_TASK STATEMENT_
Return each line of the entries below that contains the word "window", copied in full.

_INFORMATION SHOWN_
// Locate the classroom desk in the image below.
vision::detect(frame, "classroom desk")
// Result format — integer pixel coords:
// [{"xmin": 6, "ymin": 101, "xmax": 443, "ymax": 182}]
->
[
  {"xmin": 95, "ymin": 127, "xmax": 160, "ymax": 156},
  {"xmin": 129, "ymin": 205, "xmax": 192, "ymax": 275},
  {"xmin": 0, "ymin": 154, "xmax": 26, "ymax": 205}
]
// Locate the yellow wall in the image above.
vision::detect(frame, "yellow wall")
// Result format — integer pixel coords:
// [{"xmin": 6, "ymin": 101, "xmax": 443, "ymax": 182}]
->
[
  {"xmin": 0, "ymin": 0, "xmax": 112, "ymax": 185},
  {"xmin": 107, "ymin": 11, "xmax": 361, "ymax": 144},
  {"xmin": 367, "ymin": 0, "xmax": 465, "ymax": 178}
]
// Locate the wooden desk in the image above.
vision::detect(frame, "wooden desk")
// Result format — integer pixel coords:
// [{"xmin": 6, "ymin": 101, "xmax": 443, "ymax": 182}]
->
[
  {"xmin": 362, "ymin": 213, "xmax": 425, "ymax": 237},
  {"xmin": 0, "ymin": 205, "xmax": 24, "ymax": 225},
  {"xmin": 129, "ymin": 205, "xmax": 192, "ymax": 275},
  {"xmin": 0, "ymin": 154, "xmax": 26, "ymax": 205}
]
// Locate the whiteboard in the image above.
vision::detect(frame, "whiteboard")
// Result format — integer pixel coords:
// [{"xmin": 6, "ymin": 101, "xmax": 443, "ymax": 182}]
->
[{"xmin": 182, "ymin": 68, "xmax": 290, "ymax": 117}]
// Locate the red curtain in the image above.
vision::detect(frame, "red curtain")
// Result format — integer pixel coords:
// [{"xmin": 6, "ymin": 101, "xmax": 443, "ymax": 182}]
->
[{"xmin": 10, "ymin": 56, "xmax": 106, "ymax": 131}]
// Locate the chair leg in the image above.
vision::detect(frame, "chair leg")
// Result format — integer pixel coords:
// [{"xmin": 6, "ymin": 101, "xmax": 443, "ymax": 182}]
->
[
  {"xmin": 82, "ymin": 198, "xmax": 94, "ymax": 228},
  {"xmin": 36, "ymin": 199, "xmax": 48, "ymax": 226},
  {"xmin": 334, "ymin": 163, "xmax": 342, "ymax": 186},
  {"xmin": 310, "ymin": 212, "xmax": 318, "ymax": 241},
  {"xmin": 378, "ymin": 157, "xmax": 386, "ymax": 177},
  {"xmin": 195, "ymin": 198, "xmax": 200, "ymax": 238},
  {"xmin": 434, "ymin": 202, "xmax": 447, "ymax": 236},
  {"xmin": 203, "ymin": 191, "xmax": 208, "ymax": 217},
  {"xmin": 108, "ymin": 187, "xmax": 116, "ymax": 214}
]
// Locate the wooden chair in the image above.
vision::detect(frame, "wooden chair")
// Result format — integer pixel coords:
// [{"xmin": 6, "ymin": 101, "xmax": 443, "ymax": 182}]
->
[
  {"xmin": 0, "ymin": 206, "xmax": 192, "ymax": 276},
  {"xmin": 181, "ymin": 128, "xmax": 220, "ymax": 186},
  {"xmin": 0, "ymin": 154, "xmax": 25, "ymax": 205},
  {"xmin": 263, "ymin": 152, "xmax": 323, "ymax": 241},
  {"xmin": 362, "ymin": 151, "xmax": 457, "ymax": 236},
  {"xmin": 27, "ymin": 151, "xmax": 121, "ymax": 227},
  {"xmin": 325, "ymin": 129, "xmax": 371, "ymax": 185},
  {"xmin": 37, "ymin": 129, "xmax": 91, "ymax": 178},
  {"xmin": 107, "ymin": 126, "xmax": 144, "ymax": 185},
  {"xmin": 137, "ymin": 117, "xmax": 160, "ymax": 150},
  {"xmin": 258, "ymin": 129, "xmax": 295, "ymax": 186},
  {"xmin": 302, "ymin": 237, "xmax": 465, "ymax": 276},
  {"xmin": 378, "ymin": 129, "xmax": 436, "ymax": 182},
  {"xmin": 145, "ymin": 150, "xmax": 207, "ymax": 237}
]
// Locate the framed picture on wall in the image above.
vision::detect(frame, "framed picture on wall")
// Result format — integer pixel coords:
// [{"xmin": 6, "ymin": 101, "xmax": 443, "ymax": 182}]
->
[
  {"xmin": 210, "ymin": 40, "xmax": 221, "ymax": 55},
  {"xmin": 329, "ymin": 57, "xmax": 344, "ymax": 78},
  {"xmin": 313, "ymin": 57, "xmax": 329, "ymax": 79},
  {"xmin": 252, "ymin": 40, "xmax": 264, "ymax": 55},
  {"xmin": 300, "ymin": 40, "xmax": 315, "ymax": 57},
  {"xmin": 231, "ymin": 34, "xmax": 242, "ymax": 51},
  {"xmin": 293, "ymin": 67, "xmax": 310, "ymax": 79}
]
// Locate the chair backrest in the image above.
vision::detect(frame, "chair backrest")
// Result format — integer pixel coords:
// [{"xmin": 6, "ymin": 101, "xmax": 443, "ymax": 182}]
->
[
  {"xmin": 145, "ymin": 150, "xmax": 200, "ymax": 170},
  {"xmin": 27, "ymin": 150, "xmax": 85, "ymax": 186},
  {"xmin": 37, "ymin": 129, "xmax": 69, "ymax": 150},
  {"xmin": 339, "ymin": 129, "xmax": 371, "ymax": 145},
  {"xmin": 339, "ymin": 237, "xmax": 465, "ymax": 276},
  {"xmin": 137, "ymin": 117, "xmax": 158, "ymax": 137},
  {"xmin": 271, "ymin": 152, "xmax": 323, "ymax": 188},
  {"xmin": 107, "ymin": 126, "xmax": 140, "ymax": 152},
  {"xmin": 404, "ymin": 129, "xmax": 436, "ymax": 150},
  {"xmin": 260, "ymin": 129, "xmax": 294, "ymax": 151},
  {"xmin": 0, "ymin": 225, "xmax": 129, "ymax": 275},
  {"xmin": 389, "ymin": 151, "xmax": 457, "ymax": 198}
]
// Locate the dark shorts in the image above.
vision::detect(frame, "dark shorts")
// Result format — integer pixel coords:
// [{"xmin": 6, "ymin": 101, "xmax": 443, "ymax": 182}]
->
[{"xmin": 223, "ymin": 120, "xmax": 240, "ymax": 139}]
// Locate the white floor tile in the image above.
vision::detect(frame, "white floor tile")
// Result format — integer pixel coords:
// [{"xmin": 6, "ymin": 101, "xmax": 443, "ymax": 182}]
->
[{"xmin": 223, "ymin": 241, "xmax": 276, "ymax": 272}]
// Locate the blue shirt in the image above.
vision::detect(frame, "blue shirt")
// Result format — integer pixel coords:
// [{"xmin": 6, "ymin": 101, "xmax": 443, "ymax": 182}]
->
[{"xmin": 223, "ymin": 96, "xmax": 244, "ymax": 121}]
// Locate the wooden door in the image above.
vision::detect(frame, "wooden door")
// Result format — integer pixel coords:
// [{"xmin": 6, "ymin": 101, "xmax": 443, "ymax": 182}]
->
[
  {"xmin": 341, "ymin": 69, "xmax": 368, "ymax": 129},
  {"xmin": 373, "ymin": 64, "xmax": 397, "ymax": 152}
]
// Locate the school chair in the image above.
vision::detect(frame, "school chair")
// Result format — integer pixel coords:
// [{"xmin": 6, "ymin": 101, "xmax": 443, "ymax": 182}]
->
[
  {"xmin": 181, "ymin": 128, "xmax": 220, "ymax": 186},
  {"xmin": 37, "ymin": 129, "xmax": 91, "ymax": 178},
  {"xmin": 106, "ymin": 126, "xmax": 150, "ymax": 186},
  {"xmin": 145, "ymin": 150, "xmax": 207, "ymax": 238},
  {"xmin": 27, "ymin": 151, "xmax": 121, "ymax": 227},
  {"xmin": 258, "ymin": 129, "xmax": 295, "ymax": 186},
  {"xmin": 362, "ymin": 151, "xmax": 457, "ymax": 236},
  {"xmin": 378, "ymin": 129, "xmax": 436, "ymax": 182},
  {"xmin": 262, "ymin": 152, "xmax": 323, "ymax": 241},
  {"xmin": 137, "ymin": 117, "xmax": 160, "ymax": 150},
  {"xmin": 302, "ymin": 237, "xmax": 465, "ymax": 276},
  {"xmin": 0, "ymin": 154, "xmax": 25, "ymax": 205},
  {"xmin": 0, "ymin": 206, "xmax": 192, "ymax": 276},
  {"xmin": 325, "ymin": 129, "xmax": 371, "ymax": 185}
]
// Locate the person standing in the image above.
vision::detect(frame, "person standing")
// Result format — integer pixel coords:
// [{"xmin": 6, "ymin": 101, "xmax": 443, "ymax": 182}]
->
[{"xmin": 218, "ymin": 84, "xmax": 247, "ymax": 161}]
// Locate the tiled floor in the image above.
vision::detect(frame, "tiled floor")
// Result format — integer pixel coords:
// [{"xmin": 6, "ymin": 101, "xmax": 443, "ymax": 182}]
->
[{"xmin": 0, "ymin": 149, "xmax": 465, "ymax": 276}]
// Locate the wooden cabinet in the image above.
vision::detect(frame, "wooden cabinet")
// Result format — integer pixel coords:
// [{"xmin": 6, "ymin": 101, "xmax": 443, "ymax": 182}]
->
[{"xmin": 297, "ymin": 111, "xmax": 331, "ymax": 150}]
--
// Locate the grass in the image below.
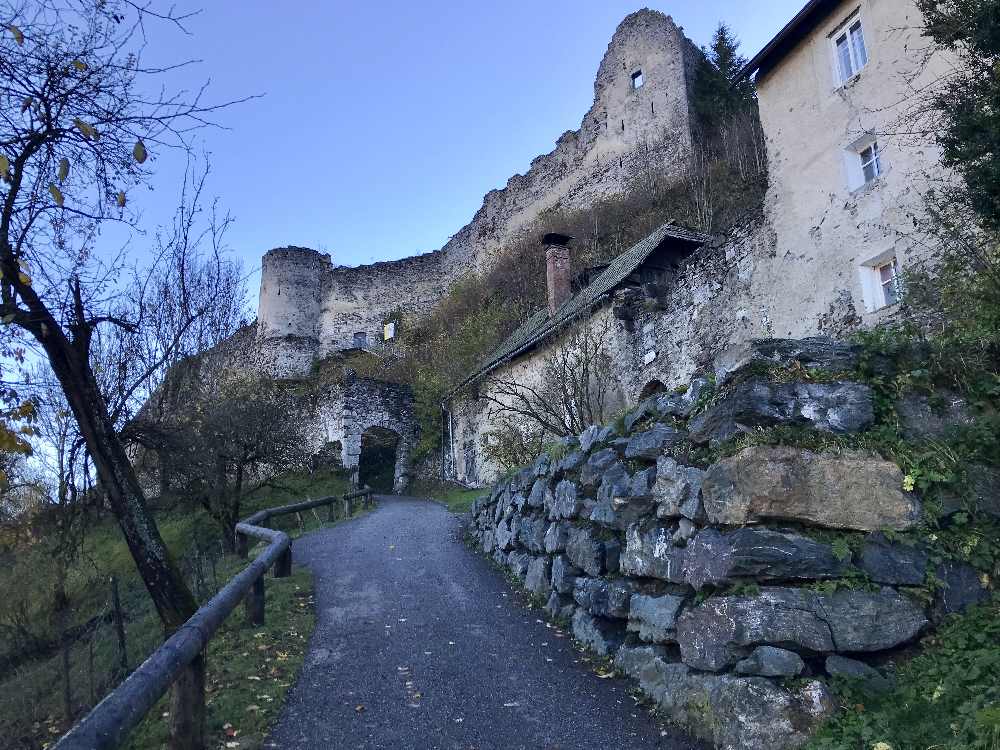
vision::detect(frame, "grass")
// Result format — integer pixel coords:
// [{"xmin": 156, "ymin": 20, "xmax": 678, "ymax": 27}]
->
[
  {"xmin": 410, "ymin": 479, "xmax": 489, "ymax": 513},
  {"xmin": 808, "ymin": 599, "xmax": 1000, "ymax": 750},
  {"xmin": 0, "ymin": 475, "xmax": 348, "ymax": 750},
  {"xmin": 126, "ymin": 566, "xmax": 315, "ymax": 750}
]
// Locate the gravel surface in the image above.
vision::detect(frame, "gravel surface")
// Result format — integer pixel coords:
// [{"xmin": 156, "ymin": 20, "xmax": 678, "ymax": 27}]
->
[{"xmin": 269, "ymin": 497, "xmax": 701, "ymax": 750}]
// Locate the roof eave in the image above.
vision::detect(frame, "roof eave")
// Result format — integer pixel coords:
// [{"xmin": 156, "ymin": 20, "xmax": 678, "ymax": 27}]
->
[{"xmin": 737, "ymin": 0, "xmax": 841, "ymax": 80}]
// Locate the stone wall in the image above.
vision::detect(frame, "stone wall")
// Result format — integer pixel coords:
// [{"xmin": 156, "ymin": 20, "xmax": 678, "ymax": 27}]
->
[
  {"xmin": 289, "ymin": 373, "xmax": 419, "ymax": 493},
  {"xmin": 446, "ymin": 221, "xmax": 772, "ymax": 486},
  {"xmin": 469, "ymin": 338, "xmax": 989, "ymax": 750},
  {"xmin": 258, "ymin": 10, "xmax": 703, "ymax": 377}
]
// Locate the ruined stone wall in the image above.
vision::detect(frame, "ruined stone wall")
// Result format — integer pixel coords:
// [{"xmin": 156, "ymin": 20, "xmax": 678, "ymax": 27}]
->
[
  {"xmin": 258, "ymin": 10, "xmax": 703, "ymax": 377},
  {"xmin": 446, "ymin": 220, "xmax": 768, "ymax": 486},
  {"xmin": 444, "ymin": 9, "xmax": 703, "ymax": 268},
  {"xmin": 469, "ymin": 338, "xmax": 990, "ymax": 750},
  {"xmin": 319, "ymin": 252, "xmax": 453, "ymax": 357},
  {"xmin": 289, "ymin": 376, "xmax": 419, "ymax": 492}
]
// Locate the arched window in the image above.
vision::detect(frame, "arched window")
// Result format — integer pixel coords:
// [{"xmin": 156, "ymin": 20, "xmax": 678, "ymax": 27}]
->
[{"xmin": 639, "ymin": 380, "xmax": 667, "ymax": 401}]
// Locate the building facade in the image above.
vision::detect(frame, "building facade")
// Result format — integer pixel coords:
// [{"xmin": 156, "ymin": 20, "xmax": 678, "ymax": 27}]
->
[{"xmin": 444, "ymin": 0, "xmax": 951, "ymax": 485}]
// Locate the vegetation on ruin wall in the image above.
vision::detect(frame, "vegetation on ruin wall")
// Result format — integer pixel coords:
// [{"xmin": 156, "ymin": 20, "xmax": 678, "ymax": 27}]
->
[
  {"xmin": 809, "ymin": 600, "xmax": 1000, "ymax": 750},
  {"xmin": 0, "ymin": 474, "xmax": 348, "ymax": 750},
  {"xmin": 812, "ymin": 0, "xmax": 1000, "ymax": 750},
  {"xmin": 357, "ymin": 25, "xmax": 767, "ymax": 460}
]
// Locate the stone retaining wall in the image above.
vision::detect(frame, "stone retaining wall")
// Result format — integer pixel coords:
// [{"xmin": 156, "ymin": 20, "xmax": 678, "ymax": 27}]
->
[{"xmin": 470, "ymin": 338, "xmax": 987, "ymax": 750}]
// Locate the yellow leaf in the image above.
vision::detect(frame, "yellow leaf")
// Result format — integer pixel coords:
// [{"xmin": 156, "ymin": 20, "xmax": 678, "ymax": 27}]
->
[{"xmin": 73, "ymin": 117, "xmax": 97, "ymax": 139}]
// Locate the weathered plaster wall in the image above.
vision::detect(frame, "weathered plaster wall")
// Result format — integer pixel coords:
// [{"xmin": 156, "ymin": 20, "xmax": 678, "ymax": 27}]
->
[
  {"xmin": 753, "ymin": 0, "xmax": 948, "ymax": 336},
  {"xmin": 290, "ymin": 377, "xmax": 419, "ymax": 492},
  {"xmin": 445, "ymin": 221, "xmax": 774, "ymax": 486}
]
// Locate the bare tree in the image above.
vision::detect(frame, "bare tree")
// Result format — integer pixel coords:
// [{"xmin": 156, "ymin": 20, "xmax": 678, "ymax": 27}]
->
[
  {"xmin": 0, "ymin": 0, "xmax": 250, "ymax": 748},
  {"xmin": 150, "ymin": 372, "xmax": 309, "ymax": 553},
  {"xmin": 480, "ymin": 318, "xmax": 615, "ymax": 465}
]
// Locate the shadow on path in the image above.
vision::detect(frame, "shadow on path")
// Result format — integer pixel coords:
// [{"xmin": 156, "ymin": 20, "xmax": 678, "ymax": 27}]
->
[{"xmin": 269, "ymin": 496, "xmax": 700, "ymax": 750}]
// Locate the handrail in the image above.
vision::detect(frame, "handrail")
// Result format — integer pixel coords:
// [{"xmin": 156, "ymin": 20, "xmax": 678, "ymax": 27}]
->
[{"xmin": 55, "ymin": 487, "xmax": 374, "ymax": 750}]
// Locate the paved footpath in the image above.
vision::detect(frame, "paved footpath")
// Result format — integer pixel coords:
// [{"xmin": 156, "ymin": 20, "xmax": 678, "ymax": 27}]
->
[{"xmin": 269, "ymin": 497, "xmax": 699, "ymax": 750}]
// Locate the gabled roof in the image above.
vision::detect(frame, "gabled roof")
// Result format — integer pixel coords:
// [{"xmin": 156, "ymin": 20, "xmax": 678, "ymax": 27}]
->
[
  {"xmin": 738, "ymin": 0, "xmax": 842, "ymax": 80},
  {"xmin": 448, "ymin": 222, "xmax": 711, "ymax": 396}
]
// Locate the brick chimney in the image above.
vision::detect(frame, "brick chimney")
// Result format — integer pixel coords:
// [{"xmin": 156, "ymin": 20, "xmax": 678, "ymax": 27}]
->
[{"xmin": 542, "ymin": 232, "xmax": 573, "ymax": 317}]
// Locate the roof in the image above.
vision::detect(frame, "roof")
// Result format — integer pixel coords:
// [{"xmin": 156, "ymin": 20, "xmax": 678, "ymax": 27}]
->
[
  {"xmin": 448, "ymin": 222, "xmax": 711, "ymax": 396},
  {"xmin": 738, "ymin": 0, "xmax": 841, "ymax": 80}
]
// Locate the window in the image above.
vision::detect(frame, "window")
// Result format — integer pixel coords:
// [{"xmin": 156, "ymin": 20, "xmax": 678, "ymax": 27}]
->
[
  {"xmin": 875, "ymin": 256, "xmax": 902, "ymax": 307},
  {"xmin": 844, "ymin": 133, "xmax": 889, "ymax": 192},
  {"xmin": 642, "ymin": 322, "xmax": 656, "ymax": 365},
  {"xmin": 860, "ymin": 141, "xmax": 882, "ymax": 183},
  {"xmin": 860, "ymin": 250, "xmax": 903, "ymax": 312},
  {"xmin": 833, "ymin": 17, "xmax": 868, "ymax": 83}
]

_WRITTEN RESPONSE_
// Locate the arched window in the image above.
vision::detect(frame, "arched window")
// Locate the window in the image above.
vision::detect(frame, "window")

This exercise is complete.